> _PROBLEM DETAILS_:
Present every line of the rows below as a numbered list, omitting any blank lines.

> _PROVIDED RECORDS_:
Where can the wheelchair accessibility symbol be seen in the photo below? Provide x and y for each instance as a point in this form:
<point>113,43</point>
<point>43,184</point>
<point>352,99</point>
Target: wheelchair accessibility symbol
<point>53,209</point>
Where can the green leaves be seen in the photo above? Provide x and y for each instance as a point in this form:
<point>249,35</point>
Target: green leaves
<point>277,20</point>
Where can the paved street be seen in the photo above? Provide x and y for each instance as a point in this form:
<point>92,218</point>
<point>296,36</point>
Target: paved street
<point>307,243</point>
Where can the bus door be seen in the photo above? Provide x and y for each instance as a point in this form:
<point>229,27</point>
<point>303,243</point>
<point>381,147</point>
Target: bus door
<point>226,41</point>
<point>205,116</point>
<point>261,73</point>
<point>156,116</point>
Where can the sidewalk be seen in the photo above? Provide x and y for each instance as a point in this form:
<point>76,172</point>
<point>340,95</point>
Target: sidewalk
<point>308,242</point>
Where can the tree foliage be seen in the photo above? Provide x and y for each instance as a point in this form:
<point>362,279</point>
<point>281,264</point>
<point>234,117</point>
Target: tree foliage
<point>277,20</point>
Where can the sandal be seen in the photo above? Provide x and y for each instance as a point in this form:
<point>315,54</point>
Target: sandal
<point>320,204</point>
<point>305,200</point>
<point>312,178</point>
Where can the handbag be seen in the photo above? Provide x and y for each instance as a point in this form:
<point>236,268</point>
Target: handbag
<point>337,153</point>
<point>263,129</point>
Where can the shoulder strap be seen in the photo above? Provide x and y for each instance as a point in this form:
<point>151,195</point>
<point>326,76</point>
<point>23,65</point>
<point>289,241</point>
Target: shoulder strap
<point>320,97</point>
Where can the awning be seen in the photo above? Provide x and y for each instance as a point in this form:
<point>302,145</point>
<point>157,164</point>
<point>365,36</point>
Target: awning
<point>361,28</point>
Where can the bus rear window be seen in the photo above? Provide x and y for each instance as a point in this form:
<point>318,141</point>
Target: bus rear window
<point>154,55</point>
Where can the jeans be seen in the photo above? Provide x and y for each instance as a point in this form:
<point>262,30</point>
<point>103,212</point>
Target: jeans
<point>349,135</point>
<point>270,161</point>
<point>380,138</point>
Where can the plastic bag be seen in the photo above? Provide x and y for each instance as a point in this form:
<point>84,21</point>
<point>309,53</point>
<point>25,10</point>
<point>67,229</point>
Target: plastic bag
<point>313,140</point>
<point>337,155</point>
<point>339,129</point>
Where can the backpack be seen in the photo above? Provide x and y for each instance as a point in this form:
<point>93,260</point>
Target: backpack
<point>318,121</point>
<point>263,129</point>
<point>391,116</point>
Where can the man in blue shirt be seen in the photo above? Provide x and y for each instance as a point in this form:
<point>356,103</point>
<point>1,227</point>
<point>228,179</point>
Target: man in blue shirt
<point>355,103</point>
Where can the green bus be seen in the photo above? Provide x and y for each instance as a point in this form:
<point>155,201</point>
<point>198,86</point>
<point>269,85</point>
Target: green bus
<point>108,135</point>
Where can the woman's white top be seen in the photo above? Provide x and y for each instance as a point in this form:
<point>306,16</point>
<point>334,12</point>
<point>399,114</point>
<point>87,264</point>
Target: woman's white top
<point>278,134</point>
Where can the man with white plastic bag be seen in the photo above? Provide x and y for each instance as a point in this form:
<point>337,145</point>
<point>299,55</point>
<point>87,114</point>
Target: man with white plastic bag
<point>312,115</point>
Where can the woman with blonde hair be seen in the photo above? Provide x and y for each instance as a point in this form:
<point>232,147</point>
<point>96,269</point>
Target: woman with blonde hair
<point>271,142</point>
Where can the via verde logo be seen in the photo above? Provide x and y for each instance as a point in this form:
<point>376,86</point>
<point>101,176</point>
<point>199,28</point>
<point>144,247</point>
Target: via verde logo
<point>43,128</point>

> _SOLUTION FOR THIS TASK_:
1. Where can the wheelchair accessibility symbol be seen in the photo below? Provide x and y for each instance as a point in this form:
2. <point>113,43</point>
3. <point>43,184</point>
4. <point>352,99</point>
5. Target: wheelchair accessibility symbol
6. <point>53,209</point>
7. Where can the green leaves be seen in the photo above? Provide x and y for each instance as a point in this form:
8. <point>249,35</point>
9. Target: green leaves
10. <point>277,20</point>
11. Where can the paved street be seen in the photo above? Provide x and y for each instance as a point in this form:
12. <point>92,218</point>
13. <point>296,36</point>
14. Target: paved street
15. <point>307,243</point>
16. Where can the bus door be seen in the photo above? Provide x and y for each instance as a point in this form:
17. <point>229,27</point>
18. <point>303,243</point>
19. <point>381,147</point>
20. Target: bus door
21. <point>226,41</point>
22. <point>205,116</point>
23. <point>261,73</point>
24. <point>156,116</point>
25. Where can the sidewalk be seen in the photo above? Provide x and y for each instance as a point in this form:
26. <point>76,172</point>
27. <point>340,95</point>
28. Target: sidewalk
29. <point>308,242</point>
30. Where can the tree foliage be seen in the photo above? Provide x and y for each instance as a point in this form:
31. <point>362,279</point>
32. <point>281,264</point>
33. <point>234,117</point>
34. Target: tree foliage
35. <point>277,20</point>
36. Where can the sandal be seen in the photo above? Provide x and y for each instance as a point in this form:
37. <point>315,54</point>
38. Target: sandal
39. <point>320,204</point>
40. <point>305,200</point>
41. <point>312,178</point>
42. Where can the handbag be seen in the photo above? Provide x and y for each instance as a point in this form:
43. <point>236,268</point>
44. Target: handbag
45. <point>337,153</point>
46. <point>263,129</point>
47. Where can the shoulder strap be seen in the photo above? Provide x and y for each instance as a point in this form:
48. <point>151,195</point>
49. <point>326,76</point>
50. <point>23,65</point>
51. <point>289,241</point>
52. Target: shoulder strap
53. <point>320,97</point>
54. Where can the awning be seen in the photo above? Provide x and y for each instance as a point in this form:
55. <point>302,145</point>
56. <point>157,164</point>
57. <point>365,36</point>
58. Target: awning
59. <point>361,28</point>
60. Where can the bus rear window be seen in the photo above? Provide x and y for each instance as a point in this form:
61. <point>318,141</point>
62. Target: bus rear window
63. <point>154,55</point>
64. Where can the jeans be seen in the photo above? Provide x and y for each instance as a point in this form:
65. <point>262,30</point>
66. <point>103,212</point>
67. Target: jeans
68. <point>349,135</point>
69. <point>270,161</point>
70. <point>380,138</point>
71. Where can the plastic bag be seen in the photo above? Provide x and y for each instance as a point in this form:
72. <point>84,21</point>
73. <point>309,53</point>
74. <point>25,10</point>
75. <point>67,229</point>
76. Target: plastic bag
77. <point>313,140</point>
78. <point>337,155</point>
79. <point>339,129</point>
80. Where can the backpack be seen in the photo above? Provide x and y for each instance as a point in this form:
81. <point>93,260</point>
82. Target: backpack
83. <point>318,121</point>
84. <point>263,129</point>
85. <point>391,116</point>
86. Where can the man in blue shirt be seen in the photo above? Provide x and y for each instance as a point in this form:
87. <point>356,103</point>
88. <point>1,227</point>
89. <point>228,179</point>
90. Target: man in blue shirt
91. <point>355,103</point>
92. Where can the green bus be seen in the photo above? Provide x and y for each instance as a point in this form:
93. <point>155,201</point>
94. <point>198,86</point>
95. <point>269,85</point>
96. Target: green bus
97. <point>108,135</point>
98. Where can the woman's white top be seen in the photo above? Provide x and y for each instance as a point in this form:
99. <point>306,16</point>
100. <point>334,12</point>
101. <point>399,114</point>
102. <point>87,264</point>
103. Target: woman's white top
104. <point>278,134</point>
105. Where can the man with white plastic bag be seen in the photo above? Provide x and y for each instance as a point in this form:
106. <point>337,145</point>
107. <point>299,55</point>
108. <point>87,114</point>
109. Target: man with white plastic bag
110. <point>312,115</point>
111. Where can the woman with blonde hair be seen in the photo above? Provide x and y for each instance as a point in this form:
112. <point>232,147</point>
113. <point>96,269</point>
114. Target: woman with blonde hair
115. <point>271,142</point>
116. Where can the via verde logo be seen in the photo above? Provide x and y for each instance as a point in this form:
117. <point>376,86</point>
118. <point>101,176</point>
119. <point>199,28</point>
120. <point>144,247</point>
121. Target: via verde logo
122. <point>43,128</point>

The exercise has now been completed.